Closed after just four months on the road, Ardian's Fund VI is the quickest fundraise completed by the French GP to date, and is nearly double the amount the GP raised for its previous vehicle: LBO Fund V closed on €2.41bn in October 2013.

On top of the €4bn gathered for the France-domiciled fund itself, Ardian also put in place a €500m co-investment pocket for its LPs – a way to strengthen relations with investors, according to the GP. A similar measure had been put in place for Fund V, with co-investment rights amounting to around 15% of the fund.

"Our current success is the result of the work we've done since inception, and of the success of the fund's five previous generations," says Philippe Poletti, head of the GPs mid-cap buyout team. "People hardly ever refer to 'Axa Private Equity' nowadays, which for us is proof that we've done well."

We could have raised a lot more money, but purposely limited ourselves as we wanted to stay within the mid-cap segment and make sure there were enough investment opportunities to fully deploy the fund" – Philippe Poletti, Ardian

Having started off in France, the firm expanded into Germany, Italy, Spain and the UK, and now has a total of $55bn in assets under management.

Commitments from institutional investors have also been on the rise, with insurance companies representing 17% of the latest fund's LP base, against 8% for Fund V. Banks, meanwhile, saw their contributions rise from 1% in the previous fund to 6% in Fund VI.

"We could have raised a lot more money," says Poletti, "but purposely limited ourselves as we wanted to stay within the mid-cap segment and make sure there were enough investment opportunities to fully deploy the fund."

Records from a data collection:
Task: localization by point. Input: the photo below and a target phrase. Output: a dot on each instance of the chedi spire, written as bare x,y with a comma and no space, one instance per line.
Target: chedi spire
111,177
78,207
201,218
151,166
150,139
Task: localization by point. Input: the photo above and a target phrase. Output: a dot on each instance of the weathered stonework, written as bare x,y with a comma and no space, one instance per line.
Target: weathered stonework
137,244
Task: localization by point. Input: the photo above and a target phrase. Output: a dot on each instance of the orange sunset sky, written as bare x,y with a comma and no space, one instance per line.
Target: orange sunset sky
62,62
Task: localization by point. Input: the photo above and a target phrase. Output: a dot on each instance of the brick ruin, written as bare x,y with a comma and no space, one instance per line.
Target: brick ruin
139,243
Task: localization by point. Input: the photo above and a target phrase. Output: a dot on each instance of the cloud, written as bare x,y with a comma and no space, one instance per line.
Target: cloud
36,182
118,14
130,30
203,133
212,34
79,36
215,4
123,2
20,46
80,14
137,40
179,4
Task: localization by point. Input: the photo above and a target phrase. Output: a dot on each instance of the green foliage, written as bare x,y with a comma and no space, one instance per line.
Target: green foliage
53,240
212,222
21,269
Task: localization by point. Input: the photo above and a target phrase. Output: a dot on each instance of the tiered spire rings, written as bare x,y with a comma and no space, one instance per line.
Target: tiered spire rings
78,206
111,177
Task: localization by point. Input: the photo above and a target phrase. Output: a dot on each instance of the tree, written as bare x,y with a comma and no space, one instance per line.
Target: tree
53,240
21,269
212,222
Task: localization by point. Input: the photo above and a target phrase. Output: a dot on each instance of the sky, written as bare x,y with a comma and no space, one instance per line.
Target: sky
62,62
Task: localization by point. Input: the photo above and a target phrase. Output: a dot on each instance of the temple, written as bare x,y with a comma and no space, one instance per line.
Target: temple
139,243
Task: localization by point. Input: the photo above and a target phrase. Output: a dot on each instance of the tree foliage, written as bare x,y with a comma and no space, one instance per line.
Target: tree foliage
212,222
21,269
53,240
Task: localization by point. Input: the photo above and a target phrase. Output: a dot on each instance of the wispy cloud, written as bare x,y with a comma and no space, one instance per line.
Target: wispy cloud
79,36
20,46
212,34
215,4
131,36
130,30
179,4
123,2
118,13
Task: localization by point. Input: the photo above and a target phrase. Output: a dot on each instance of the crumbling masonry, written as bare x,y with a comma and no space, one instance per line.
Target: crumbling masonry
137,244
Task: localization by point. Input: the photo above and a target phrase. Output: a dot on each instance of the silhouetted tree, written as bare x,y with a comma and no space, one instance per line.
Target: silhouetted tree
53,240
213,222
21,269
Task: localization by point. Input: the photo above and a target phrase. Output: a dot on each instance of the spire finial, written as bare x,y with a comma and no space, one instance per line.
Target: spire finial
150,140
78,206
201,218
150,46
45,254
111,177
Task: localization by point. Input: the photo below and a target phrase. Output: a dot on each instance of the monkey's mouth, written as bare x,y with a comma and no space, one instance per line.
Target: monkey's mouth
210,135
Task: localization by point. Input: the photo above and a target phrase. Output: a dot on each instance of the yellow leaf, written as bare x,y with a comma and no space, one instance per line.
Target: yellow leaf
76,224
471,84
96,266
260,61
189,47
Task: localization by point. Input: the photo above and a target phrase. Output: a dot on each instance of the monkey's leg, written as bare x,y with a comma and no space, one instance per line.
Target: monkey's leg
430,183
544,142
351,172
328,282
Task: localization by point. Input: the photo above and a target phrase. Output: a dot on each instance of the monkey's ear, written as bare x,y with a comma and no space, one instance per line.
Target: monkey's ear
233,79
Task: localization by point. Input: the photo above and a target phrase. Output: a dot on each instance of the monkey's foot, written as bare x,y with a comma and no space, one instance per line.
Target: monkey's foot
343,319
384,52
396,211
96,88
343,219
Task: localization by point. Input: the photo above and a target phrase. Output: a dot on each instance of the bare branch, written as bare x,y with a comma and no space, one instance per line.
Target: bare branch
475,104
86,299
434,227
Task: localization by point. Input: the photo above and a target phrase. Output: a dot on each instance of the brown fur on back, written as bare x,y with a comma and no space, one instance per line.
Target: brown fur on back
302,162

Tasks for this exercise:
a. In the excerpt about Ardian's Fund VI, do these statements agree with the text? (i) Fund V closed in October 2013. (ii) Insurance companies made up 8% of Fund VI's LP base. (iii) Ardian set up a €500m co-investment pocket for its LPs. For each, answer yes or no and quote the words from the excerpt that decide it.
b. Retype the part of the Ardian Fund VI excerpt between "We could have raised a lot more money, but" and "in Fund VI.", inclusive, word for word.

Solutions to the exercise:
a.
(i) Yes: "LBO Fund V closed on €2.41bn in October 2013"
(ii) No: "insurance companies representing 17% of the latest fund's LP base, against 8% for Fund V"
(iii) Yes: "Ardian also put in place a €500m co-investment pocket for its LPs"

b.
We could have raised a lot more money, but purposely limited ourselves as we wanted to stay within the mid-cap segment and make sure there were enough investment opportunities to fully deploy the fund" – Philippe Poletti, Ardian

Having started off in France, the firm expanded into Germany, Italy, Spain and the UK, and now has a total of $55bn in assets under management.

Commitments from institutional investors have also been on the rise, with insurance companies representing 17% of the latest fund's LP base, against 8% for Fund V. Banks, meanwhile, saw their contributions rise from 1% in the previous fund to 6% in Fund VI.